Text -
Das Junge Theater Bonn ist das bestbesuchte Jugendtheater Deutschlands. Mit seinen Inszenierungen trifft es den Geschmack des Publikums.

F.A.Z.

2.11.2017

Fabienne Hering

Berufskolleg Siegburg, Siegburg

Wir denken unser Theater konsequent aus der Sicht unseres Publikums“, sagt Moritz Seibert, der Intendant des Jungen Theaters Bonn (JTB). „Welche Geschichten wollen die Besucher sehen? Wie müssen wir diese Geschichten erzählen, damit sie möglichst alle Besucher begeistern? Wie machen wir es unserem Publikum so leicht wie möglich, Karten für unsere Vorstellungen zu buchen, und was müssen wir um den Theaterbesuch herum anbieten, damit die Menschen sich bei uns wohl fühlen?“ Als Seibert 2003 die Leitung übernahm, stand das private Theater kurz vor der Zahlungsunfähigkeit. Heute gilt es nach Seibert als das erfolgreichste Jugendtheater Deutschlands, mit einem Umsatz von 1,1 Millionen Euro im Jahr 2016. Fast 810000 Euro stammten aus dem Kartenverkauf.

Das Theater müsse, verglichen mit anderen Jugendtheatern, mit den geringsten Zuschüssen in Deutschland auskommen, sagt der Intendant. Das erschwere den Vergleich mit anderen Häusern. Bei gleichbleibenden öffentlichen Mitteln von 180000 Euro im Jahr habe man die Zuschüsse je Karte von 1,43 Euro im Jahr 2011 auf 1,18 Euro im Jahr 2016 gesenkt. In der vergangenen Spielzeit gab es 457 Vorstellungen, es wurden 152000 Tickets verkauft; die Auslastung betrug 86 Prozent. Das war ein Rekord. Und man war nach eigenen Angaben zum neunten Mal in Folge das bestbesuchte Kinder- und Jugendtheater Deutschlands.

Auszüge aus Annotationsdatensätzen -
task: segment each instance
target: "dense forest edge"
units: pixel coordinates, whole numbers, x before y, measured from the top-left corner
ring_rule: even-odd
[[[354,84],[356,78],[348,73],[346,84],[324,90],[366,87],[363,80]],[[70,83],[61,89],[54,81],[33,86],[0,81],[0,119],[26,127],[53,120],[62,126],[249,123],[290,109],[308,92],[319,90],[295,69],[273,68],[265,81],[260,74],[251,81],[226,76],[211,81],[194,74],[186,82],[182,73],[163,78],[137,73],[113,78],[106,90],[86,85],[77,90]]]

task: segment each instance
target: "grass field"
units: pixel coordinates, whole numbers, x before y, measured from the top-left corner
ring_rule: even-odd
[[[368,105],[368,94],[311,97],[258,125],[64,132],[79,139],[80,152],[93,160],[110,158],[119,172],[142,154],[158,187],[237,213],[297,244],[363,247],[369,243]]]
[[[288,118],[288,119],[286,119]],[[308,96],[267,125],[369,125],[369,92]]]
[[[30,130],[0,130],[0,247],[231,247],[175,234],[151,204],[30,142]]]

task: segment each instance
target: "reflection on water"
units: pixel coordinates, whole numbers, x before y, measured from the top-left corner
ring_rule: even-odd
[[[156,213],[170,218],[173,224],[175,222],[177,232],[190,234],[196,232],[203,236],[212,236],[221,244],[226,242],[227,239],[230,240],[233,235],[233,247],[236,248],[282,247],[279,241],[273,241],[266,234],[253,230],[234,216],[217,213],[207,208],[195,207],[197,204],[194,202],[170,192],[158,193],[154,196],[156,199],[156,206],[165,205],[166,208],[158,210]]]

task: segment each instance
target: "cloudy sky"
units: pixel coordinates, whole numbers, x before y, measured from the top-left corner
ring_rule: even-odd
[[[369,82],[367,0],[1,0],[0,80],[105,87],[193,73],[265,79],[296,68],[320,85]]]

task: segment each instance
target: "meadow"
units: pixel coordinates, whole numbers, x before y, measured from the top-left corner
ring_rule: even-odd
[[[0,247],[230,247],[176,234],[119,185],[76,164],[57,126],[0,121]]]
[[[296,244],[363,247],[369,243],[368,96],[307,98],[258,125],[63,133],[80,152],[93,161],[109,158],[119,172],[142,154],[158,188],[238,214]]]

Aufgaben -
(A) Gib aus dem Text über das Junge Theater Bonn die Stelle wörtlich wieder, die mit „Das Theater müsse, verglichen“ beginnt und bis einschließlich „und Jugendtheater Deutschlands.“ reicht.
(B) Führe den Text über das Junge Theater Bonn im Anschluss an seinen letzten Satz weiter.

Erwartete Lösungen -
(A)
Das Theater müsse, verglichen mit anderen Jugendtheatern, mit den geringsten Zuschüssen in Deutschland auskommen, sagt der Intendant. Das erschwere den Vergleich mit anderen Häusern. Bei gleichbleibenden öffentlichen Mitteln von 180000 Euro im Jahr habe man die Zuschüsse je Karte von 1,43 Euro im Jahr 2011 auf 1,18 Euro im Jahr 2016 gesenkt. In der vergangenen Spielzeit gab es 457 Vorstellungen, es wurden 152000 Tickets verkauft; die Auslastung betrug 86 Prozent. Das war ein Rekord. Und man war nach eigenen Angaben zum neunten Mal in Folge das bestbesuchte Kinder- und Jugendtheater Deutschlands.

(B)
Zum Erfolg des Bonner Theaters haben Investitionen beigetragen, zum Beispiel in die Bühnen- und Sicherheitstechnik sowie in die Verschönerung des Zuschauerraums. Dabei gewann man auch Unternehmen als Sponsoren. Elisabeth Einecke-Klövekorn, die Vorsitzende der Theatergemeinde Bonn, sagt: „Inzwischen stehen die Spender und Sponsoren fast schon Schlange, um sich mit diesem tollen Projekt zu schmücken.“ Vor allem hat zum Erfolg beigetragen, dass man Uraufführungsrechte für Bühnenfassungen erfolgreicher Kinder- und Jugendbuchklassiker bekam und mit den Inszenierung den Geschmack des Publikums traf, wie Zuschauerkommentare im Besucheralbum und auf Facebook zeigen.

Ein Meilenstein war die Uraufführung „Herr der Diebe“ von Cornelia Funke 2004. „Das war eine Riesensensation, dass wir als Allererste dieses Stück aufführen durften“, erzählt Seibert. Die weltbekannte Autorin überließ nach der von ihr besichtigten Uraufführung dem Theater auch die Rechte für die Musical-Bearbeitung ihrer Tintenherz-Trilogie. Die lief in ihrer ersten Spielzeit achtzigmal vor ausverkauftem Haus. Seibert hat auch den ersten Roman der Fünf-Freunde-Serie von Enid Blyton erstmalig für die Bühne bearbeitet. Der Intendant ist stolz, dass sein Theater angesichts der internationalen Konkurrenz die Aufführungsrechte bekam. Die rund zwanzig festangestellten Mitarbeiter produzieren jedes Jahr sechs neue Stücke. Die Inszenierungen des JTB sind auch in großen Theatern in München, Berlin und Hamburg zu sehen.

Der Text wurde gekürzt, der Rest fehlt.